Passage shown:
=== Begin Enclosure ===

In 1864, Union Gen. William Tecumseh Sherman began his Civil War march from Atlanta to the sea.
In 1920, the first assembly of the League of Nations was called to order in Geneva, Switzerland.
In 1943, Heinrich Himmler ordered that Gypsies be placed in Nazi concentration camps.
In 1960, Hollywood king Clark Gable, best remembered as Rhett Butler in "Gone With The Wind," died of a heart attack at the age of 59.
In 1969, 250,000 people demonstrated in Washington against the Vietnam War.
In 1984, 5-week-old Baby Fae died after her body rejected the baboon heart she had lived with for 20 days at California's Loma Linda University Medical Center.
In 1987, 27 people were killed in the crash of a Continental Airlines DC-9 jet taking off from Denver in a snowstorm.
In 2004, U.S. Secretary of State Colin Powell submitted his resignation.
In 2007, Cyclone Sidr, with winds of more than 150 mph, slammed into the southwestern Bangladesh coast, killing more than 3,400 people. Tens of thousands were injured and 1 million people were homeless.
In 2010, a five-story building in New Delhi that housed migrant workers collapsed, killing at least 42 people, with 65 others hurt and many more feared buried in debris, and fire in a high-rise Shanghai apartment building, primarily a home for teachers, killed more than 40 people and injured dozens.
In 2012, Turkish Foreign Minister Agmet Davutoglu announced Turkey had joined France and several Arab states in officially recognizing a coalition of rebels as legitimate leaders in war-torn Syria. In 2013, a Chicago computer hacker, Jeremy Hammond, 28, linked to the group known as Anonymous, was sentenced to 10 years in prison for cyberattacks on government and corporate sites, activities he described as "civil disobedience." The sentencing judge said Hammond had been "causing mayhem."

=== End Enclosure ===

Tasks:
a. Do the following statements agree with the list of dated events? For each, answer yes or no and quote the words that decide it.
(i) The first assembly of the League of Nations met in Geneva.
(ii) Clark Gable died at the age of 62.
(iii) Baby Fae lived with the baboon heart for 20 days.
b. Answer these questions from the list of dated events:
(i) From which city did Sherman begin his march to the sea?
(ii) What kind of jet crashed while taking off from Denver in 1987?
(iii) How long was Jeremy Hammond's prison sentence?

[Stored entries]
=== Begin Enclosure ===

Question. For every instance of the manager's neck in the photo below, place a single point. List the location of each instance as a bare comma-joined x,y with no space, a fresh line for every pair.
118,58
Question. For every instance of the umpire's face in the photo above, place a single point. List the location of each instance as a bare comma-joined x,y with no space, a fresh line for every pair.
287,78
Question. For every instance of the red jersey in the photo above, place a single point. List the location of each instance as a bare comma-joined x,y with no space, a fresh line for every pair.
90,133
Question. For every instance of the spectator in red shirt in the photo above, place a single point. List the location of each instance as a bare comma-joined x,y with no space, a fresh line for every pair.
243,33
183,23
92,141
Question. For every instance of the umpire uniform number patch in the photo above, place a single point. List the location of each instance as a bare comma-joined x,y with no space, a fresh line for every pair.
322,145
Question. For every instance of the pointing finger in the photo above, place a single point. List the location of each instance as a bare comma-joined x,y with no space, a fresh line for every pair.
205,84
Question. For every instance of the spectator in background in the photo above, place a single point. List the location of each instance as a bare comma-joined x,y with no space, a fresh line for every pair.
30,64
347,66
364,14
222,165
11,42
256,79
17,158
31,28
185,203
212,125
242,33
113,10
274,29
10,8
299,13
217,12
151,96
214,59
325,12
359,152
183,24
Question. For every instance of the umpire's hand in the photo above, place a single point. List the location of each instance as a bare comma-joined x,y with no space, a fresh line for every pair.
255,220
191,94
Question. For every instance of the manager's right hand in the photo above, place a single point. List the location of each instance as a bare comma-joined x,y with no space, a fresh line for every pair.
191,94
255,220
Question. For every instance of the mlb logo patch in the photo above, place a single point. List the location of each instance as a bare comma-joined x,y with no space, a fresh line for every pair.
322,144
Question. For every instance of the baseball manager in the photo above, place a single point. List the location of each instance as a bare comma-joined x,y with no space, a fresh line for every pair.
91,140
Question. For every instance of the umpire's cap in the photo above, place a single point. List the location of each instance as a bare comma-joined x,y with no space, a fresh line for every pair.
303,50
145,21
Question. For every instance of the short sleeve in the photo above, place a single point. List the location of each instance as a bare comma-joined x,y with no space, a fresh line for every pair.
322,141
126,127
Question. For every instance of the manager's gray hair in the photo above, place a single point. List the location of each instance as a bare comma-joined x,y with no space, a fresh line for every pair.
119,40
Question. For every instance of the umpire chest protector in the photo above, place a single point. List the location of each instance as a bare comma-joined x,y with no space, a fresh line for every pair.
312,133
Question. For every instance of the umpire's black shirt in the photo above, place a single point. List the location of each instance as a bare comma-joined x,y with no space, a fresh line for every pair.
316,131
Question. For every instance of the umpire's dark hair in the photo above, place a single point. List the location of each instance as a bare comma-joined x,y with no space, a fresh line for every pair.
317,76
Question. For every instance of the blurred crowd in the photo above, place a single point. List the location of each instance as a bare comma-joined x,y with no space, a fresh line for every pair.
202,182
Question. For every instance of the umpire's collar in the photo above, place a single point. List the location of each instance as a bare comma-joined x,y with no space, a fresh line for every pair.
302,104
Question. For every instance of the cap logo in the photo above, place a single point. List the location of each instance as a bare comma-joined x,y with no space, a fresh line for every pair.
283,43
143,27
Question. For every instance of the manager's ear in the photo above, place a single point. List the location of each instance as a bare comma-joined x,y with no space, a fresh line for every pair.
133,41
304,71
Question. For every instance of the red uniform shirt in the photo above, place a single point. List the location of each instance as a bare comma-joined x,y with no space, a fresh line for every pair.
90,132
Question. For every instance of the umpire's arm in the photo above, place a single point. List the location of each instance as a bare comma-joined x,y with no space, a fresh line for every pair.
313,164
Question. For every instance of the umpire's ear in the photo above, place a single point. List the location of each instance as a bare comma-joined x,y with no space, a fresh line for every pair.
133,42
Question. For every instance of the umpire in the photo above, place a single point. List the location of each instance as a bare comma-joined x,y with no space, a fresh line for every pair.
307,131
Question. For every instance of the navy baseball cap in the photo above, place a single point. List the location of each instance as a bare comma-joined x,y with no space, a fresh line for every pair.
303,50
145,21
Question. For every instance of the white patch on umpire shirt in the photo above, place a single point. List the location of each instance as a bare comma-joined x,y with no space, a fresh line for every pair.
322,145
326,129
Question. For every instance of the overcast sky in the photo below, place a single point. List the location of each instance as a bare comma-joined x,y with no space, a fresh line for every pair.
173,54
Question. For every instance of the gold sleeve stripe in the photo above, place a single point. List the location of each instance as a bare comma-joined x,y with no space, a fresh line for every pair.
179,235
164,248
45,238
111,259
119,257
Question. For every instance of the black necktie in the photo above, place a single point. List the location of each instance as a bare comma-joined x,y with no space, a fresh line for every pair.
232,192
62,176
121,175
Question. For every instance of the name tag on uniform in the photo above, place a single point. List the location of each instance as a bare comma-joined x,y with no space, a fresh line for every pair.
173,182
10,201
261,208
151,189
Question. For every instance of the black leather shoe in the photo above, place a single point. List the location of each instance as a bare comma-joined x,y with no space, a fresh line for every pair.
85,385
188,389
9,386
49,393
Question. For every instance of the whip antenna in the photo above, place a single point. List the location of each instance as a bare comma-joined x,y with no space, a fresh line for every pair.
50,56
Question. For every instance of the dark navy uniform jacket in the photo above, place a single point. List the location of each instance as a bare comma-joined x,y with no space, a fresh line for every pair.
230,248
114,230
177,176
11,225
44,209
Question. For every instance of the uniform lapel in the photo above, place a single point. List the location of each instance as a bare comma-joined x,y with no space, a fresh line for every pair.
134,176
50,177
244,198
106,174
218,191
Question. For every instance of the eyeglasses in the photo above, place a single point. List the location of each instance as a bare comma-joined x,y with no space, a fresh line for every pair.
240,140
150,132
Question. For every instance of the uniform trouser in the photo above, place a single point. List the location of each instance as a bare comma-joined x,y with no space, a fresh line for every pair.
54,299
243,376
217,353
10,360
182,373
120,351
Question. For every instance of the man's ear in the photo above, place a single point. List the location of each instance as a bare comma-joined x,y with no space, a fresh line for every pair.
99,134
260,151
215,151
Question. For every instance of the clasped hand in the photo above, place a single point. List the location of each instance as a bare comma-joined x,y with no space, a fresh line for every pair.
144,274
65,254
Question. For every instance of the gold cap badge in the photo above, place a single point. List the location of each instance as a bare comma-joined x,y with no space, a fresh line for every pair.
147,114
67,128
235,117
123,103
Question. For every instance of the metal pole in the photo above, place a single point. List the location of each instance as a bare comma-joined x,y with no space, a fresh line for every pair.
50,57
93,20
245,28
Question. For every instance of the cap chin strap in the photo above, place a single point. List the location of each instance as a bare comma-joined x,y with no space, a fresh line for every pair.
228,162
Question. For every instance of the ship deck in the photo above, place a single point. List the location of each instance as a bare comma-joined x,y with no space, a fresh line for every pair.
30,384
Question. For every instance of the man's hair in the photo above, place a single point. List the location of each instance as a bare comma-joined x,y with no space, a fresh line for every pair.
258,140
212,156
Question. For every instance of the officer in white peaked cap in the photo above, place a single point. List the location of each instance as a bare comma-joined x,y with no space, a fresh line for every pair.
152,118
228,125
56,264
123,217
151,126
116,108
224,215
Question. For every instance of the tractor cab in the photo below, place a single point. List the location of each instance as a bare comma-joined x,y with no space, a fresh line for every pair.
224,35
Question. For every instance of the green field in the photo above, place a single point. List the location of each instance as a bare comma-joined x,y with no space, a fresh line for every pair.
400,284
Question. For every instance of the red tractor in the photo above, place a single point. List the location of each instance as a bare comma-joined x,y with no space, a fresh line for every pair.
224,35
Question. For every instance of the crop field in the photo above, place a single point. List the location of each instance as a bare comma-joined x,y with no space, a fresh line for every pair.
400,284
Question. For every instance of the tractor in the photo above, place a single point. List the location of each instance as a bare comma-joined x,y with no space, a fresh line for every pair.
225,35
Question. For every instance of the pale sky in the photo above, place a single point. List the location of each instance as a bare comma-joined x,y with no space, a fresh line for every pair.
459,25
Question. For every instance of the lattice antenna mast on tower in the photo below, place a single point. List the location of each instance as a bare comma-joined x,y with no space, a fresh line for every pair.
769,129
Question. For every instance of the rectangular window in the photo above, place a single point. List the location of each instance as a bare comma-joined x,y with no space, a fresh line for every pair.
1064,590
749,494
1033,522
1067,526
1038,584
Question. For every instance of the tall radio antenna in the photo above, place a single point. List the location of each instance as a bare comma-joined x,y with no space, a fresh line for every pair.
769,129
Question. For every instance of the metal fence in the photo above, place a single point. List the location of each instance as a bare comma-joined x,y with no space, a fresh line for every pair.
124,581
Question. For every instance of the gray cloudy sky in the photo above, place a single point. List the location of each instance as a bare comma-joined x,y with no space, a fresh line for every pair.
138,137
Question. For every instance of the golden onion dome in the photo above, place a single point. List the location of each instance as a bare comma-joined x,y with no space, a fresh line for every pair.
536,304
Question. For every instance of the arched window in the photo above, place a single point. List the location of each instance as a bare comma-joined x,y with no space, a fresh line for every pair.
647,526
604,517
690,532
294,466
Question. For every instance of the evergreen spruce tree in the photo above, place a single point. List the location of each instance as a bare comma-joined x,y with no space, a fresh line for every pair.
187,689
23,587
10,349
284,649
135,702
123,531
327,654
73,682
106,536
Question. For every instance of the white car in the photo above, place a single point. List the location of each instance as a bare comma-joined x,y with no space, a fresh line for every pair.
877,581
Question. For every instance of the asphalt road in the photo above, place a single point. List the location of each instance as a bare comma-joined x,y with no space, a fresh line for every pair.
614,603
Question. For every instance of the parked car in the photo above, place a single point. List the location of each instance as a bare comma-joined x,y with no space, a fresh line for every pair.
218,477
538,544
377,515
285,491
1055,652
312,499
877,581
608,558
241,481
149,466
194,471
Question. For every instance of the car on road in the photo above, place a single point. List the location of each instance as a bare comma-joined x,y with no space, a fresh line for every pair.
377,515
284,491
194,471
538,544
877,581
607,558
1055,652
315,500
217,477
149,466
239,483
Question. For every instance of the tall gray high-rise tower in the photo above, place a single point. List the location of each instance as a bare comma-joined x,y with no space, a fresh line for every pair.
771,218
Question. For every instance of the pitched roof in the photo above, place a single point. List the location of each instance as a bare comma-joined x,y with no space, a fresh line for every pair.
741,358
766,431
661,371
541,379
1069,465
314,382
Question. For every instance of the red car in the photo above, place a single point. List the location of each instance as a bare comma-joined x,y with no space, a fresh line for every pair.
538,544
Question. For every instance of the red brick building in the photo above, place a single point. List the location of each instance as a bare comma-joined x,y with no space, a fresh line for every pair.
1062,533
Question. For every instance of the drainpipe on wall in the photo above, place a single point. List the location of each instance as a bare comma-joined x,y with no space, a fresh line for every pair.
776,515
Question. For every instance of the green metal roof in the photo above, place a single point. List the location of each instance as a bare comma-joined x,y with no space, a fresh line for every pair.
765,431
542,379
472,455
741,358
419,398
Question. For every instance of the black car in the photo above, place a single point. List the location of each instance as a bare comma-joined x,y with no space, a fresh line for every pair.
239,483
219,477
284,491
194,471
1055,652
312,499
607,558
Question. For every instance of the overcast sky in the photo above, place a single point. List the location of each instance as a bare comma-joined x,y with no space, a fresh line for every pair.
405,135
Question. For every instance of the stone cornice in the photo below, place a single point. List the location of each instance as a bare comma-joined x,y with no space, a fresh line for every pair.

=== End Enclosure ===

Answers by task:
a.
(i) Yes: "the first assembly of the League of Nations was called to order in Geneva, Switzerland."
(ii) No: "died of a heart attack at the age of 59."
(iii) Yes: "the baboon heart she had lived with for 20 days"

b.
(i) Atlanta
(ii) A Continental Airlines DC-9
(iii) 10 years